What the task asks: Begin with the line holding "Query: blurred background", then print every line after it through the end of the data, exactly and with nothing added.

::: Input for this task

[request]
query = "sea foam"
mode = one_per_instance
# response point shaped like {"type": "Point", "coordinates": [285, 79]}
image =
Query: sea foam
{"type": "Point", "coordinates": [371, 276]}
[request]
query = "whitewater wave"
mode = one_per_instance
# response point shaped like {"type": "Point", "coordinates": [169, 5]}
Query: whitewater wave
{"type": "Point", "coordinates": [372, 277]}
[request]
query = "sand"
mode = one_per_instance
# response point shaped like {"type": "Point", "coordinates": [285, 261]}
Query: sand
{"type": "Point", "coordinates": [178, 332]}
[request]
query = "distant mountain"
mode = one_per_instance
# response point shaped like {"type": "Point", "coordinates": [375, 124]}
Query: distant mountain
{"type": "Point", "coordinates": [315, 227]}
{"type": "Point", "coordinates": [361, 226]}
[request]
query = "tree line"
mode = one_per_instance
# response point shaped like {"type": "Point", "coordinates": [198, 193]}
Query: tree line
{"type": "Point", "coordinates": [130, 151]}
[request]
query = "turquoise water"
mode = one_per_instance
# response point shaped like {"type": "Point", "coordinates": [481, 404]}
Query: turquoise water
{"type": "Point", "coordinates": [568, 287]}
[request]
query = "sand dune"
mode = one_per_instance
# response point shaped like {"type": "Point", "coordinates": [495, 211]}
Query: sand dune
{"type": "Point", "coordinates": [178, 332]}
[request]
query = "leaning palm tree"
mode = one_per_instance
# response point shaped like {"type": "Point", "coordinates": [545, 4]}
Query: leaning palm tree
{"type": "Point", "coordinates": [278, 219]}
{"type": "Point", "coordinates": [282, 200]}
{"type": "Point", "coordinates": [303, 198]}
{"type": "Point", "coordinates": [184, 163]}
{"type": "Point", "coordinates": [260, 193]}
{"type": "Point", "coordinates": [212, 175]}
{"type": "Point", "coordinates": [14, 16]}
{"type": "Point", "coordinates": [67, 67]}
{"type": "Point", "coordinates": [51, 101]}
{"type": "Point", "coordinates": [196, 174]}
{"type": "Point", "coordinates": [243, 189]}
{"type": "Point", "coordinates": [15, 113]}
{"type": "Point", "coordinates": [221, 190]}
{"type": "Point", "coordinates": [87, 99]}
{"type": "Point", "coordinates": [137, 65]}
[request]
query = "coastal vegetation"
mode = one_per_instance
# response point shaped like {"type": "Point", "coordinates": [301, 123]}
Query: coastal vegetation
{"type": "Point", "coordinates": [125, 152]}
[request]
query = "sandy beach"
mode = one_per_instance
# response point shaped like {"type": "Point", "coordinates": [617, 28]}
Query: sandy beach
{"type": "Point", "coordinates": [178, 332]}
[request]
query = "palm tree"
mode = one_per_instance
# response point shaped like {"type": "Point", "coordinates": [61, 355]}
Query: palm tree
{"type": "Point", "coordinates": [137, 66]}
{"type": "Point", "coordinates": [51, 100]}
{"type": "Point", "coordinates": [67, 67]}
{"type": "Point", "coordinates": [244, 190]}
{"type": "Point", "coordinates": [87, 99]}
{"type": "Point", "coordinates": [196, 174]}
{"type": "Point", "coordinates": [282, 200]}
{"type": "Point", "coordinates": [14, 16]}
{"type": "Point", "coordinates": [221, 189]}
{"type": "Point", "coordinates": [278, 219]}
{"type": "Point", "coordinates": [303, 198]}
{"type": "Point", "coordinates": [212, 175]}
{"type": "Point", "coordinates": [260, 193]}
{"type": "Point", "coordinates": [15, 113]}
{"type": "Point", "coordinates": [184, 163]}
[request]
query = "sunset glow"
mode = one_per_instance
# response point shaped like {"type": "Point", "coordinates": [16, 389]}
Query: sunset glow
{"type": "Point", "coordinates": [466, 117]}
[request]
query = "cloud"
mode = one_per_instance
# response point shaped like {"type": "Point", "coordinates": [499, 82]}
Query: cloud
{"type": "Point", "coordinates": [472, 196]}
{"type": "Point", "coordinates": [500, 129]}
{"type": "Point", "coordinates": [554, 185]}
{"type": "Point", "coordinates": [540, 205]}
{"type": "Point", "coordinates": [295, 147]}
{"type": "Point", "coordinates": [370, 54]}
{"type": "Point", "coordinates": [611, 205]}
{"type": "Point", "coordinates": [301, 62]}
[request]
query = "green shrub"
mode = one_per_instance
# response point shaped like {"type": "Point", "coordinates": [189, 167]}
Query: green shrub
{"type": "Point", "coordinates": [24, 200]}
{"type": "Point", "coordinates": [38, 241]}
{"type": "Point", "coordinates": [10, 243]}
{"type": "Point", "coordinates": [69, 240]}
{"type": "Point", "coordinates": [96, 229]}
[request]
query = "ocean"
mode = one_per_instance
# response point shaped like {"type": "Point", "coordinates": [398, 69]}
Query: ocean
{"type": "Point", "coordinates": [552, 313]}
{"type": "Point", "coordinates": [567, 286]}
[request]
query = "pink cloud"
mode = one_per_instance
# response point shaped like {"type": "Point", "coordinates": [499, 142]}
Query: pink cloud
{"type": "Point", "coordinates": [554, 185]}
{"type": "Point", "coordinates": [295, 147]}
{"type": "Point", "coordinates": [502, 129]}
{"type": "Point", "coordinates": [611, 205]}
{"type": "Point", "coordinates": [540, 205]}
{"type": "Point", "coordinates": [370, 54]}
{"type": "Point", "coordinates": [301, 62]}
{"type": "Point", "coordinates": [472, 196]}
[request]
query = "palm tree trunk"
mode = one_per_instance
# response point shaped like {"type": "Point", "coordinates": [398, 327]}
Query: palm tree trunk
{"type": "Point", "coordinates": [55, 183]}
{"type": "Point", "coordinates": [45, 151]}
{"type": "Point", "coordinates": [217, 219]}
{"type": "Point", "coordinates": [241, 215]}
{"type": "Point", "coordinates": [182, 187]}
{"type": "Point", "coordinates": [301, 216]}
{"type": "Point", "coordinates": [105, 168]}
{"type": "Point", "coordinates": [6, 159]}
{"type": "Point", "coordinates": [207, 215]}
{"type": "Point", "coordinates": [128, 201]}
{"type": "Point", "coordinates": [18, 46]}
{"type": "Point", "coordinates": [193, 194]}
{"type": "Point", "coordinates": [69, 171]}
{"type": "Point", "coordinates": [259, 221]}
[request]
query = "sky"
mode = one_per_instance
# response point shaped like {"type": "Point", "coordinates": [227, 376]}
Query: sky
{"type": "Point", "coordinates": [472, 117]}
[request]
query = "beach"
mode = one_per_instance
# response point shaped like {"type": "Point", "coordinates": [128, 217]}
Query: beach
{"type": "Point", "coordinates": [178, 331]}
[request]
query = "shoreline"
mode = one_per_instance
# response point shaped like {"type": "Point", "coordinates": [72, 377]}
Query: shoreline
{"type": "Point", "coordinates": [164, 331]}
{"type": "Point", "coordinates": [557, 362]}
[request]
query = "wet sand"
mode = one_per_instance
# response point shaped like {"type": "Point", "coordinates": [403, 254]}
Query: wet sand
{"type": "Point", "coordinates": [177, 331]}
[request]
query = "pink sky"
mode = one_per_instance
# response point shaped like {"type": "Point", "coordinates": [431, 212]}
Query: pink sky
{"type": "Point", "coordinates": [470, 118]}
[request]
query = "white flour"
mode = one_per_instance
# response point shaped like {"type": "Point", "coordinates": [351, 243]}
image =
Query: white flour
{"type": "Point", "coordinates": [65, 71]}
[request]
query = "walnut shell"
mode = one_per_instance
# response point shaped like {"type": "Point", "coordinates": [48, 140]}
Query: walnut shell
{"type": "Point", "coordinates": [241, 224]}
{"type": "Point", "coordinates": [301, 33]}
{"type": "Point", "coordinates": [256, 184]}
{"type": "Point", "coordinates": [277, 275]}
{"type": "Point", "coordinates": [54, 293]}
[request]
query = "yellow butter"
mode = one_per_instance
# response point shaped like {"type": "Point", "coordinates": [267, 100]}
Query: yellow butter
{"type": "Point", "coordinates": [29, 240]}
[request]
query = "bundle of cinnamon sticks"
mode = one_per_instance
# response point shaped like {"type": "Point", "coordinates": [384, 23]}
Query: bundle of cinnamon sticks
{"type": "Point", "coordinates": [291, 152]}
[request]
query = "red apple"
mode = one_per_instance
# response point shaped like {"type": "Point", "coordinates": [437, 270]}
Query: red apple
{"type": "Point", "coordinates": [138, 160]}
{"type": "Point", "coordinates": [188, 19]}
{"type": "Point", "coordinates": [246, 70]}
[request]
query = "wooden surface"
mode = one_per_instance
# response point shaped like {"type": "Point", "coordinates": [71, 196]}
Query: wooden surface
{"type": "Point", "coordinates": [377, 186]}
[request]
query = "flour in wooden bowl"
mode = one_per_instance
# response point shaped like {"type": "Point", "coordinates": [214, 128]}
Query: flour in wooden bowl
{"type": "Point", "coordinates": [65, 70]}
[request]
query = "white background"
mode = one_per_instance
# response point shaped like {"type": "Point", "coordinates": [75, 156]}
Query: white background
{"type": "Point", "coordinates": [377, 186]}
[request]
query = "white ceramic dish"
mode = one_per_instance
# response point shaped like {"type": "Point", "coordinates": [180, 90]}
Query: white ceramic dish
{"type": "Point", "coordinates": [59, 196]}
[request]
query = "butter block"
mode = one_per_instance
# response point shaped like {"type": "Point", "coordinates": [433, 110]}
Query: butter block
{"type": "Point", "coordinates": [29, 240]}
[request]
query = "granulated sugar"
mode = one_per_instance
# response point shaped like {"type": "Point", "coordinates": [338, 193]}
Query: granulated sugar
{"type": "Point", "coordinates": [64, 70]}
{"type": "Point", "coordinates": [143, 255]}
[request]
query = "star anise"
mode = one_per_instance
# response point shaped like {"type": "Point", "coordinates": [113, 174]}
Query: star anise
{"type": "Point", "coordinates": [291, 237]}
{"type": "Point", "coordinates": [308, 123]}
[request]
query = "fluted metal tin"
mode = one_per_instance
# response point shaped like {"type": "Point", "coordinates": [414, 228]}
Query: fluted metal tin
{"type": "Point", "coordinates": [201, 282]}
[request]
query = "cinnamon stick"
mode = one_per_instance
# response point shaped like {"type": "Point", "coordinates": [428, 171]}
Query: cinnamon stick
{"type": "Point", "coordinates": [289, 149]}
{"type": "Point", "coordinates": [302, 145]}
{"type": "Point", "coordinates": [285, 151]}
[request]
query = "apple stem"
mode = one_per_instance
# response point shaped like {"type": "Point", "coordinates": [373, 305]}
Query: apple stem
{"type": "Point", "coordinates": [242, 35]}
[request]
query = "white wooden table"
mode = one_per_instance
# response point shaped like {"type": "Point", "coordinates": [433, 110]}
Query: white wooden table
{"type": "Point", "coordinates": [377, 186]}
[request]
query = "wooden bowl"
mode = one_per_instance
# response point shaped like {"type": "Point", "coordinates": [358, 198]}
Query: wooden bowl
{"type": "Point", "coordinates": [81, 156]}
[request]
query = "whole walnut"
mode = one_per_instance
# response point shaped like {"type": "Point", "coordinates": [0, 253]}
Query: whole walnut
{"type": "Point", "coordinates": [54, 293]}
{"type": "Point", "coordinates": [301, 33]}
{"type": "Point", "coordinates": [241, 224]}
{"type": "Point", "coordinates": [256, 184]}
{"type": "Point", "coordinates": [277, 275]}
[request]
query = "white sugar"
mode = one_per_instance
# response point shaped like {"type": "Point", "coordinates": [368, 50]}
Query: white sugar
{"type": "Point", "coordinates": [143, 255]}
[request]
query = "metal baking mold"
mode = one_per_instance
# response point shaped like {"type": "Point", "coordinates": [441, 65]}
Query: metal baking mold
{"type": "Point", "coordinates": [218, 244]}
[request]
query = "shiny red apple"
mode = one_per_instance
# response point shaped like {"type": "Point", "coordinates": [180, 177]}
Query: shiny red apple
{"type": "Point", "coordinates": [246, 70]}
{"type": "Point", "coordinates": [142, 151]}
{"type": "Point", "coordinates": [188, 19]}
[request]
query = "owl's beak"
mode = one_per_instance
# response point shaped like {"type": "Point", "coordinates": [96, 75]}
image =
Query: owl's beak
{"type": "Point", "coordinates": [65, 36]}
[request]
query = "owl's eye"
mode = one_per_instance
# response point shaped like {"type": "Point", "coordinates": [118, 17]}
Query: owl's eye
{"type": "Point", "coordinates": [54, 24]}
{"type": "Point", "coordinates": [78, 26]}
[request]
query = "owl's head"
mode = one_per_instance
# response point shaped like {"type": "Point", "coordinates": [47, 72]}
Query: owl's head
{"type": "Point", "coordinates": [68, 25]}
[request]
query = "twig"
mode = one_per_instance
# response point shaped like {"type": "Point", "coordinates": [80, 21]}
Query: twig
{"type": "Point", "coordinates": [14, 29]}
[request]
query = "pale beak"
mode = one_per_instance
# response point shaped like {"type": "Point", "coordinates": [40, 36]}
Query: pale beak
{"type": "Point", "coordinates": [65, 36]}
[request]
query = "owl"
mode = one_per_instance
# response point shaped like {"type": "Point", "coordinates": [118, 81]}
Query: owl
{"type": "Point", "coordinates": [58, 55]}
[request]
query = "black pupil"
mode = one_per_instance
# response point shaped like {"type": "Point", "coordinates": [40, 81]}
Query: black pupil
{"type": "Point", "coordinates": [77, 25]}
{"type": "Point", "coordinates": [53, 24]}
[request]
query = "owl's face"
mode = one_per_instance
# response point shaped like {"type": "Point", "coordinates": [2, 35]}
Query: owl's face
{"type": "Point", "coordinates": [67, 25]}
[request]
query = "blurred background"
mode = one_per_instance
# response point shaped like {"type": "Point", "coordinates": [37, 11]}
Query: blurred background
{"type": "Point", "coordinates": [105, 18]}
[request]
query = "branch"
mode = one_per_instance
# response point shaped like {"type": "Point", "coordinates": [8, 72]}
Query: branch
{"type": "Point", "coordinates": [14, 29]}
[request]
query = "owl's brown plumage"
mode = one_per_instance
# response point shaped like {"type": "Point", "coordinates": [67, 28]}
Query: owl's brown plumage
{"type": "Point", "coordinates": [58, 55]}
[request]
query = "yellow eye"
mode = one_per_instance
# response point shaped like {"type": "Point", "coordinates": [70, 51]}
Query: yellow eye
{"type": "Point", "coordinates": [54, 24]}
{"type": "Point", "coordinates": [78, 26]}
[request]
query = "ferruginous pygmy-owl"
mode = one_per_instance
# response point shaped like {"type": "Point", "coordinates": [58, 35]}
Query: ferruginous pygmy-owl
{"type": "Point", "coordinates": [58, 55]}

::::::

Exercise response:
Query: blurred background
{"type": "Point", "coordinates": [105, 18]}
[request]
query = "branch"
mode = one_per_instance
# response point shaped like {"type": "Point", "coordinates": [8, 72]}
Query: branch
{"type": "Point", "coordinates": [14, 29]}
[request]
query = "owl's brown plumage"
mode = one_per_instance
# response point shaped like {"type": "Point", "coordinates": [67, 28]}
Query: owl's brown plumage
{"type": "Point", "coordinates": [58, 55]}
[request]
query = "yellow eye"
mode = one_per_instance
# response point shaped like {"type": "Point", "coordinates": [70, 51]}
Query: yellow eye
{"type": "Point", "coordinates": [54, 24]}
{"type": "Point", "coordinates": [78, 26]}
[request]
query = "ferruginous pygmy-owl"
mode = one_per_instance
# response point shaped like {"type": "Point", "coordinates": [58, 35]}
Query: ferruginous pygmy-owl
{"type": "Point", "coordinates": [58, 55]}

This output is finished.